Texte source.
Dans une récente vidéo, le créateur de contenu Marc Mauva raconte sa surprise face à un paradoxe aussi fascinant qu’injuste : en plein Sahara algérien, il est possible d’acheter une truffe blanche du désert appelée terfess pour une cinquantaine d’euros, alors que cette même truffe peut être revendue jusqu’à 900 euros dans les restaurants gastronomiques d’Europe.
Ce constat l’a conduit à s’intéresser à l’origine de ce champignon rare, et au circuit qu’il emprunte avant d’arriver dans les cuisines étoilées. Son enquête l’a mené dans le Sud algérien, notamment autour de Ghardaïa, Ouargla et Béchar, où la truffe pousse naturellement sous le sable, après les premières pluies.
Sur les marchés locaux, elle se vend au kilo, selon sa taille et sa couleur, à des prix modestes comparés à ceux qu’elle atteint à l’étranger.
Derrière cette différence vertigineuse de valeur se cache un marché opaque, dominé par des intermédiaires qui exportent discrètement ce produit vers les pays du Golfe et l’Europe, sans véritable contrôle ni traçabilité. Pour les habitants du Sud, la terfess reste avant tout une source de revenu saisonnière, issue d’un savoir-faire ancestral.
Mais pour les revendeurs étrangers, c’est une mine d’or culinaire à faible coût d’origine, transformée en produit de luxe dès qu’elle franchit la Méditerranée.
Cette situation révèle un déséquilibre économique criant : l’Algérie détient une ressource rare, naturelle et recherchée, mais ne profite encore que très partiellement de sa valeur réelle sur le marché mondial.
Qu’est-ce que la truffe blanche du désert ?
La terfess appartient à la famille des truffes du désert, des champignons souterrains qui poussent à proximité de certaines plantes du Sahara, notamment le réguiq. Elle apparaît après les pluies, lorsque le sol se fissure et que l’humidité s’installe sous la surface.
Contrairement à la truffe noire européenne, la truffe du désert n’a besoin d’aucune culture : elle pousse naturellement, sans engrais, sans irrigation, portée par un équilibre écologique unique.

Exercices.
- a) Quelles localités du Sud algérien le texte sur la truffe du désert cite-t-il comme lieux de l'enquête ?
- b) Rédigez la suite du texte sur la truffe blanche du désert, à partir de sa dernière phrase.
Les items ci-après proviennent d'une autre source que le texte.

Données brutes.
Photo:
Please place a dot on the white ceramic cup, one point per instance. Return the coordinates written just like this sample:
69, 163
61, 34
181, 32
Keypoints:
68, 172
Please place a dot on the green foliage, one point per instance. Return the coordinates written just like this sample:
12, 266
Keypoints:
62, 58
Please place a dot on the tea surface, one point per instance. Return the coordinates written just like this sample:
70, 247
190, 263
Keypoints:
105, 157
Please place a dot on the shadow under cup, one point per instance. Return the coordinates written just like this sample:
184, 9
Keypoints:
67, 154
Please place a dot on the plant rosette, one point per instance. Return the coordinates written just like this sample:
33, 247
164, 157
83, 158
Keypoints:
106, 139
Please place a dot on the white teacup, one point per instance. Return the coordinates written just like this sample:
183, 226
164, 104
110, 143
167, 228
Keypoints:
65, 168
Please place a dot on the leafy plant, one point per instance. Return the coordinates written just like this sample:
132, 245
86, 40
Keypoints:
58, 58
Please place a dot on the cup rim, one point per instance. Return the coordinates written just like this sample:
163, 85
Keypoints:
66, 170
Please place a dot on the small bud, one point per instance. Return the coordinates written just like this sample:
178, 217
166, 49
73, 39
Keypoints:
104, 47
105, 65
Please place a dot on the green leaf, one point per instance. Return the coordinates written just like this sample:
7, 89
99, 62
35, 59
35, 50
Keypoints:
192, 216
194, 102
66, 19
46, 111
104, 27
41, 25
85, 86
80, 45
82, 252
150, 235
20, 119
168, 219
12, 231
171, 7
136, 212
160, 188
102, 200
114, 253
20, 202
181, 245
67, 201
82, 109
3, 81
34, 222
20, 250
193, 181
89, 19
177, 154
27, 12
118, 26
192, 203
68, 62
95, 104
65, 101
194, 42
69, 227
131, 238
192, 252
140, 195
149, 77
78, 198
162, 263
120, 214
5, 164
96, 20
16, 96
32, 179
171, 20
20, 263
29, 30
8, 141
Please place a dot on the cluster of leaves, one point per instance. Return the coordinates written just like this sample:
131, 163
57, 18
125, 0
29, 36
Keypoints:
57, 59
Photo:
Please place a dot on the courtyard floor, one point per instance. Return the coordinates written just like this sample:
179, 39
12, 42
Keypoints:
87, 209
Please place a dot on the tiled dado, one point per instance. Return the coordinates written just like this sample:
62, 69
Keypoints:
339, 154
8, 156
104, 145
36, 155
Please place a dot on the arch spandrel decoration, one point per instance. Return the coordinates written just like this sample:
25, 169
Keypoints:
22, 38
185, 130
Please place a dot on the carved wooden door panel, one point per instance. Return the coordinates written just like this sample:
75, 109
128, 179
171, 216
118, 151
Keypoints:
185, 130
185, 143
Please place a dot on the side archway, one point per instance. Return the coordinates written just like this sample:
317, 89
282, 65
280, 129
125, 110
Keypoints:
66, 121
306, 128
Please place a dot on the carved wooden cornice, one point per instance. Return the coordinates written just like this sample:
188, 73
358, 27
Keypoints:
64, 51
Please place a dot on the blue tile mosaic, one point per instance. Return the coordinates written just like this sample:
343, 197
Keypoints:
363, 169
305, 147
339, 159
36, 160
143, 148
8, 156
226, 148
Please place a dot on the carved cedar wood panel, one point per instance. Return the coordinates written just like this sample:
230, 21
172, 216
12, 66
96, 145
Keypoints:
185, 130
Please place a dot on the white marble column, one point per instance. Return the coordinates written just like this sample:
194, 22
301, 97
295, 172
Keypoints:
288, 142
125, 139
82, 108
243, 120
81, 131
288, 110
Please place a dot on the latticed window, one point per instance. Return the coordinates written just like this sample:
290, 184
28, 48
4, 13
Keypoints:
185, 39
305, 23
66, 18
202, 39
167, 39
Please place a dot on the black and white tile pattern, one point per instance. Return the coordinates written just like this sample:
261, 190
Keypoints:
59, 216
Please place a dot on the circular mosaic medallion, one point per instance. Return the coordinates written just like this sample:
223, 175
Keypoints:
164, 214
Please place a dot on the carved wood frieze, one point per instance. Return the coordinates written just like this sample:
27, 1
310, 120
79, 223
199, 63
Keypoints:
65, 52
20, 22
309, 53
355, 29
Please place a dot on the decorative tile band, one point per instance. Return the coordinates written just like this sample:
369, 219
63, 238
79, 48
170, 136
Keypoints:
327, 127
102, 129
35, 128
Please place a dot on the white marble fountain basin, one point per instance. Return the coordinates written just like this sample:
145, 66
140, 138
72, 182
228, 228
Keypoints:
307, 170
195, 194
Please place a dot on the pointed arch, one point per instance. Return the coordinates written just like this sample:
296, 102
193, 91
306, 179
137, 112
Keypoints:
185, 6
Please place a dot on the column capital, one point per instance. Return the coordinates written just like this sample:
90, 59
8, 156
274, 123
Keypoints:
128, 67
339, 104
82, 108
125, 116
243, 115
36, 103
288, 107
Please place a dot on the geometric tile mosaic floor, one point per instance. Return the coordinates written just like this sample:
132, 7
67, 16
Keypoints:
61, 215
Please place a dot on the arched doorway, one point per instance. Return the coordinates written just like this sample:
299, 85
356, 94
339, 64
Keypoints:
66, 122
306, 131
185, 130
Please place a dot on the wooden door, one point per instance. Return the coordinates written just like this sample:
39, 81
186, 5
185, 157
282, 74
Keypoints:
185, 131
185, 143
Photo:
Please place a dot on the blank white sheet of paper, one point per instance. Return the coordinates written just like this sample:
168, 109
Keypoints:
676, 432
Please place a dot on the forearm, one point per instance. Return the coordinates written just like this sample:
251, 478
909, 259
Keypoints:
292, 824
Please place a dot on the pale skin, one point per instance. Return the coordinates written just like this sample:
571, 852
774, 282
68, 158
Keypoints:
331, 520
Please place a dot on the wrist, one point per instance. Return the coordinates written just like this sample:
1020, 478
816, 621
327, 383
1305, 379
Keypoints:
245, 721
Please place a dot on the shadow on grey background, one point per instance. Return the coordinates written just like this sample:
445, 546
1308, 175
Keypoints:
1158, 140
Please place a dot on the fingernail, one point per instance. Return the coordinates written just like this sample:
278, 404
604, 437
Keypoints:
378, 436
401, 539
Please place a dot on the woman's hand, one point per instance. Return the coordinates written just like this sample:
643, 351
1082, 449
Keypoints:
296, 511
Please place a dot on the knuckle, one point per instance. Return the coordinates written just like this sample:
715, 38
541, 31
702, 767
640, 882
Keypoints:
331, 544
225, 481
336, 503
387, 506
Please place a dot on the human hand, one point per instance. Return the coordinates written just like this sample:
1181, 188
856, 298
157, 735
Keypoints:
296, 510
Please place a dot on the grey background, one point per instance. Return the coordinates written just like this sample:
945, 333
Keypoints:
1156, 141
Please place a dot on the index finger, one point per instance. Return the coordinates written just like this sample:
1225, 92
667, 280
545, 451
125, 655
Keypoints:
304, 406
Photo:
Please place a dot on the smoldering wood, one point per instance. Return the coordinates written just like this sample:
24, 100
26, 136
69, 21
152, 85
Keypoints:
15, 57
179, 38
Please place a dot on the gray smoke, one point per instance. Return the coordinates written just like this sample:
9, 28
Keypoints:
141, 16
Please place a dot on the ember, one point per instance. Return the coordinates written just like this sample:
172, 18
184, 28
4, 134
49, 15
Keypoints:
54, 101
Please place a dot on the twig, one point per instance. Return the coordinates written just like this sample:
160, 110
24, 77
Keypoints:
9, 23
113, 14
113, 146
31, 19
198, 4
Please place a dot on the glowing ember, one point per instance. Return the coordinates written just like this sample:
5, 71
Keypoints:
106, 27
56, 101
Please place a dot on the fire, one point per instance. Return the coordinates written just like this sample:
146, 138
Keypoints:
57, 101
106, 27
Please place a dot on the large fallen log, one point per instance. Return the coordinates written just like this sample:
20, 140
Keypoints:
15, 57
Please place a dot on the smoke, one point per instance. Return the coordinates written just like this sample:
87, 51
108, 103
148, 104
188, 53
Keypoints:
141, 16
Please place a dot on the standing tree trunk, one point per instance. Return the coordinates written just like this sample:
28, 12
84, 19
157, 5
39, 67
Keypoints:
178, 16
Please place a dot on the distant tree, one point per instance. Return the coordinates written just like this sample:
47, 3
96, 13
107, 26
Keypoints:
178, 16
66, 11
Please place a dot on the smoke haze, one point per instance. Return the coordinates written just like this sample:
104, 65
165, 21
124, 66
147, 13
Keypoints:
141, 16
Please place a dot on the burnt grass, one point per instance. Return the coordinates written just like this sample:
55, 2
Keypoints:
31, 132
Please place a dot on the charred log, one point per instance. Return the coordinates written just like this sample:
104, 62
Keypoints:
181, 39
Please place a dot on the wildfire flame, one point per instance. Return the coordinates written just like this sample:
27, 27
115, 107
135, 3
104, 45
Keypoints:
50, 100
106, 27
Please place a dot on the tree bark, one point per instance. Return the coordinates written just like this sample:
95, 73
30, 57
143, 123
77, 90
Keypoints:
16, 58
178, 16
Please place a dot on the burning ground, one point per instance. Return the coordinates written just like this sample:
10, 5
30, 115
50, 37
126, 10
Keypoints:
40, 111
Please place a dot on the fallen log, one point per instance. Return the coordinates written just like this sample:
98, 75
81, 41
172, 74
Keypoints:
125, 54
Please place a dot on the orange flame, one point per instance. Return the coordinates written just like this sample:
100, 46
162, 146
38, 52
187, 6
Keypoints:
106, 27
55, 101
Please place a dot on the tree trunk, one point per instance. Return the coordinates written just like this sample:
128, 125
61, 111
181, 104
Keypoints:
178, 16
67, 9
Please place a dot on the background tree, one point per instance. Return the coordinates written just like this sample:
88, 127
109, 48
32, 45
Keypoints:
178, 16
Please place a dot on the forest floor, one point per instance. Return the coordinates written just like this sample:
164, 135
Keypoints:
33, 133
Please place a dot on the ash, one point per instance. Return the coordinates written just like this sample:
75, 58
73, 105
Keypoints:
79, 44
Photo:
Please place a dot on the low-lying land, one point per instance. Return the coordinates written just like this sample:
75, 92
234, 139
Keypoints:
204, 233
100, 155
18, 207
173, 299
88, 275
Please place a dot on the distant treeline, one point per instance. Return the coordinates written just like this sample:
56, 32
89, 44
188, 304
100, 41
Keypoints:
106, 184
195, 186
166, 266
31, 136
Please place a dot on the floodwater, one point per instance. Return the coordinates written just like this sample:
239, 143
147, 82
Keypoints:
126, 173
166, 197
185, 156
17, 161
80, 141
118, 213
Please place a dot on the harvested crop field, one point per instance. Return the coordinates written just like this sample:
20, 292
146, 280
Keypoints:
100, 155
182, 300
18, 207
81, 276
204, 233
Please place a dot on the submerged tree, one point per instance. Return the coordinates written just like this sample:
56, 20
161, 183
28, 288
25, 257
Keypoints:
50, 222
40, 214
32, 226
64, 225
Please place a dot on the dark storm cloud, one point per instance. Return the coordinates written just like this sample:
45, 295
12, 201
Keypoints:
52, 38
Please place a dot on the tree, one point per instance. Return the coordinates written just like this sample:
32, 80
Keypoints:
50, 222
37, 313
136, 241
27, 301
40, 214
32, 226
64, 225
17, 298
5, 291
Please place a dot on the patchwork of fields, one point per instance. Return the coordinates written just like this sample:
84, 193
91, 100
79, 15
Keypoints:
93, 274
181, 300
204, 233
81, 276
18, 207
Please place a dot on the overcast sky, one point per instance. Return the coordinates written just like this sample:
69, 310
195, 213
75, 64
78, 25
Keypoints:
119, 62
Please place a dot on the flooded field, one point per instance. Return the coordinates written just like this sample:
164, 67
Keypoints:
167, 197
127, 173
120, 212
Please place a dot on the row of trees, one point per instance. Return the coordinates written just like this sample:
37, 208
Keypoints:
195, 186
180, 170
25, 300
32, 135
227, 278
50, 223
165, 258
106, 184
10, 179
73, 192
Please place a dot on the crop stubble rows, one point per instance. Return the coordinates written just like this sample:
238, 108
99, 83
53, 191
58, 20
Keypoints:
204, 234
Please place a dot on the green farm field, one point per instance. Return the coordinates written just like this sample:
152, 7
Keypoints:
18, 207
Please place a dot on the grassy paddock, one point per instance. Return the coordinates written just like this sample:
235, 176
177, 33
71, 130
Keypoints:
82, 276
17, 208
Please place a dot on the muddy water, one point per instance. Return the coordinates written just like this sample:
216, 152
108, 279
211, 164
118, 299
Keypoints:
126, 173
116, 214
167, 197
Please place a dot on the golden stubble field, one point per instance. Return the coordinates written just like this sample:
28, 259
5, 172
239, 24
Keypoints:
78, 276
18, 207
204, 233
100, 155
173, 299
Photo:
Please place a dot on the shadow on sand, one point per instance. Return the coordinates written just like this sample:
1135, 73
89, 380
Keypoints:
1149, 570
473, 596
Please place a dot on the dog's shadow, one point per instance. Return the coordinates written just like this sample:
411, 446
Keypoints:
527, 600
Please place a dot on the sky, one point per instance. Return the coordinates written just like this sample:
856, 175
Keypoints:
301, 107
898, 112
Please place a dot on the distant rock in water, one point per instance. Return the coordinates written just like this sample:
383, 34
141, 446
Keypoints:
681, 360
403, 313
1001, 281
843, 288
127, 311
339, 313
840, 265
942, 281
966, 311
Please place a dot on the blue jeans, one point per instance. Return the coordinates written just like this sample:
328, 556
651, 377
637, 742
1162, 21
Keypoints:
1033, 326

Corrigés.
- a) Ghardaïa, Ouargla et Béchar.

- b)
Sa chair blanche, parfois légèrement rosée, dégage un parfum subtil rappelant la noisette ou le champignon frais. Dans les foyers sahariens, on la prépare simplement, sautée, grillée ou intégrée dans des plats locaux. Son goût fin et sa texture délicate en font un produit recherché, non seulement dans les régions du Sud, mais aussi dans les cuisines les plus raffinées.
Depuis quelques années, les gastronomes étrangers s’y intéressent de plus en plus. En Europe et dans les pays du Golfe, la terfess est perçue comme une curiosité exotique, une truffe rare venue des sables. Son origine naturelle et son absence de traitement chimique séduisent les consommateurs en quête d’authenticité.
Mais cette fascination extérieure s’accompagne d’une exploitation parfois incontrôlée : les zones de récolte s’étendent, la pression augmente, et la ressource s’amenuise.
Une richesse nationale à encadrer
Chaque année, entre février et avril, la truffe du désert surgit dans les plaines et dunes du Sud algérien. Des centaines de familles partent à sa recherche, souvent à pied ou avec de simples outils. Ce savoir-faire traditionnel se transmet de génération en génération, mais il demeure fragile face à l’absence de réglementation claire.
Sur les marchés de Ghardaïa ou de Béchar, le kilo de truffe blanche se négocie entre 5 000 et 25 000 dinars, soit 30 à 150 euros, selon la qualité et la période. Ces prix, déjà considérés comme élevés localement, restent pourtant dérisoires comparés à ceux pratiqués à l’étranger.
Certains commerçants vendent directement à des acheteurs venus du Golfe, où la demande explose, tandis que d’autres produits quittent le pays de manière informelle pour alimenter des circuits parallèles.
Aucun chiffre officiel ne recense encore la production nationale de truffe. Cependant, plusieurs chercheurs alertent sur une baisse progressive des récoltes, liée à la diminution des précipitations et à la surexploitation des zones naturelles.
Des laboratoires universitaires étudient aujourd’hui des solutions de culture contrôlée grâce à la mycorhization, une technique consistant à reproduire la symbiose naturelle entre la truffe et sa plante hôte. Ces recherches restent expérimentales, mais elles ouvrent la voie à une filière durable et mieux encadrée.
Pour beaucoup d’observateurs, la terfess pourrait devenir une fierté nationale et un levier économique pour les régions sahariennes. Encore faut-il que l’Algérie prenne conscience de la valeur réelle de ce joyau caché sous son sable.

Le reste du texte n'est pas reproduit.